Starting with the line that contains "Where can you find the red", write out each line through the end of the listing, unchanged. Output nothing else.

[Dataset items]
---*---

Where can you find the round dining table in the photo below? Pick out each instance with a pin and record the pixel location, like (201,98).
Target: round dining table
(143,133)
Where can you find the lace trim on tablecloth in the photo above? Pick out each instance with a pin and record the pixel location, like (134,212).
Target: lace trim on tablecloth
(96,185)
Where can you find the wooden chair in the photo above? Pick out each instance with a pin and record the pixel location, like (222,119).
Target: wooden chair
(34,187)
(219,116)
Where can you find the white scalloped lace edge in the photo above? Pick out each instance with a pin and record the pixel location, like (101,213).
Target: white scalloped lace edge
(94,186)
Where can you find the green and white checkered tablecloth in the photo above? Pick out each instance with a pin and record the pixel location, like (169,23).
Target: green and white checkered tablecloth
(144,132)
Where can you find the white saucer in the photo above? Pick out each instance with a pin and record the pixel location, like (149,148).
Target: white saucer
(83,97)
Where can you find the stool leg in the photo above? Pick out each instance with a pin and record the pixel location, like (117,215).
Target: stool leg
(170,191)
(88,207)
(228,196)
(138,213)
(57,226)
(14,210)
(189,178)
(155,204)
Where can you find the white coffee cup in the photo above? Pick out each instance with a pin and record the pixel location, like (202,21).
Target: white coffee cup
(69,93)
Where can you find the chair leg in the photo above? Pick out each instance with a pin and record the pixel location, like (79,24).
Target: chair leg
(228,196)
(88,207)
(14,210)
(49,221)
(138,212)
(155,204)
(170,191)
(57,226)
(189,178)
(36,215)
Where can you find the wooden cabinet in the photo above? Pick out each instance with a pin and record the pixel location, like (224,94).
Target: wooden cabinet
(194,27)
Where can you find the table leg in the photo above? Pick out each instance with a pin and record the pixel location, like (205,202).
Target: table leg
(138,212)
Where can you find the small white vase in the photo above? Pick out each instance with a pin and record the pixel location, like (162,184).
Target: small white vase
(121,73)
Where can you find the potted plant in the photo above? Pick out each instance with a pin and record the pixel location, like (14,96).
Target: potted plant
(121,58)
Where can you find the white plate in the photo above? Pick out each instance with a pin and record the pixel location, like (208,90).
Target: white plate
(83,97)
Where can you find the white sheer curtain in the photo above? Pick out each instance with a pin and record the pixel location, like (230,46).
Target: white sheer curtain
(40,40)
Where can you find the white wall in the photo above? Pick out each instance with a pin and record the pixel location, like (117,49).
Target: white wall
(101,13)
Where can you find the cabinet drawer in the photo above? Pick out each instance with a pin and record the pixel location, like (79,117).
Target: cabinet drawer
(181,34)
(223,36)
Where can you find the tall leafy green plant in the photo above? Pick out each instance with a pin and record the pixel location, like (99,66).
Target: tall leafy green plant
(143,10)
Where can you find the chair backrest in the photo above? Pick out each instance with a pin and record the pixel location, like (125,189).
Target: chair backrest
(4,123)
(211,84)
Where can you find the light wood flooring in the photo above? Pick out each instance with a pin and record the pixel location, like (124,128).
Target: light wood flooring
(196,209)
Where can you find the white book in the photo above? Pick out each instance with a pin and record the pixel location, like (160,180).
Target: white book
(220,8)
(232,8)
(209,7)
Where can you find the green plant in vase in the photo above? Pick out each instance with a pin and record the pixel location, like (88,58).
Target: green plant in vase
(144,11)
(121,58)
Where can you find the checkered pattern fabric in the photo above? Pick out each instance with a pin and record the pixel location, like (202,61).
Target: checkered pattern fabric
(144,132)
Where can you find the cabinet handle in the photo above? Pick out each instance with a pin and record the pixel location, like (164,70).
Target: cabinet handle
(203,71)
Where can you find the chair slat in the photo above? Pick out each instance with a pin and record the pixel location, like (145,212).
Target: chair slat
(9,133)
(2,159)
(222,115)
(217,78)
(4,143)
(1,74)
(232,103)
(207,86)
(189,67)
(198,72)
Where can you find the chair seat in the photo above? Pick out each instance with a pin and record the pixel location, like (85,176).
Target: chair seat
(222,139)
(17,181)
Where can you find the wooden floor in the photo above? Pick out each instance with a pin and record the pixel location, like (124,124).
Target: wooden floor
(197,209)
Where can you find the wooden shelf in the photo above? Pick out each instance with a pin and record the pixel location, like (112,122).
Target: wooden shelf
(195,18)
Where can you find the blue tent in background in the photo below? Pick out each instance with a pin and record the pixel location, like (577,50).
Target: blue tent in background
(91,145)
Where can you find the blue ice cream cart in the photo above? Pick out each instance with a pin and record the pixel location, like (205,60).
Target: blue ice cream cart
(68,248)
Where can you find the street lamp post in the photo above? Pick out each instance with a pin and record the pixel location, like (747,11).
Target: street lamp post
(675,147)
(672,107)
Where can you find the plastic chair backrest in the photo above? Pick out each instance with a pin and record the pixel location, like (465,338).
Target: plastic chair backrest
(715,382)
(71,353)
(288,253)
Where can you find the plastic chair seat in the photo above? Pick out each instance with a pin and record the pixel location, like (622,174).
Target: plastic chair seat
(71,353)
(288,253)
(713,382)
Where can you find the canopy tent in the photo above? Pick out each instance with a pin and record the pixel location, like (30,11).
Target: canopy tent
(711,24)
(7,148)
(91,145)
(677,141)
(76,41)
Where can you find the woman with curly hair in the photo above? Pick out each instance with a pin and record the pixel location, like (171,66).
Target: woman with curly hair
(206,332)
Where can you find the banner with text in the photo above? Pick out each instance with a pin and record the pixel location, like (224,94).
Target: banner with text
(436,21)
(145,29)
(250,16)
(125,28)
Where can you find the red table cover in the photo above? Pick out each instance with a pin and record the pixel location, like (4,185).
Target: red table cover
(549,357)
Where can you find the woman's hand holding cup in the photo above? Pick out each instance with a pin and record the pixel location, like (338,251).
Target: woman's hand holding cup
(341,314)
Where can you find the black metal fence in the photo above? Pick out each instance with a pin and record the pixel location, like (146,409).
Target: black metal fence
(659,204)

---*---

Response to the task:
Where can you find the red table cover in the photo above? Pick out each instance with a pin and record the pixel location, like (4,185).
Target: red table cover
(549,357)
Where can you find the woman's hand holding cup in the photo above? Pick out each instance with a pin and record the pixel location, like (338,251).
Target: woman's hand holding cup
(341,314)
Where can you find the black metal fence in the photo above? Pick out each instance with a pin and record the pixel location, like (146,409).
Target: black metal fence
(659,204)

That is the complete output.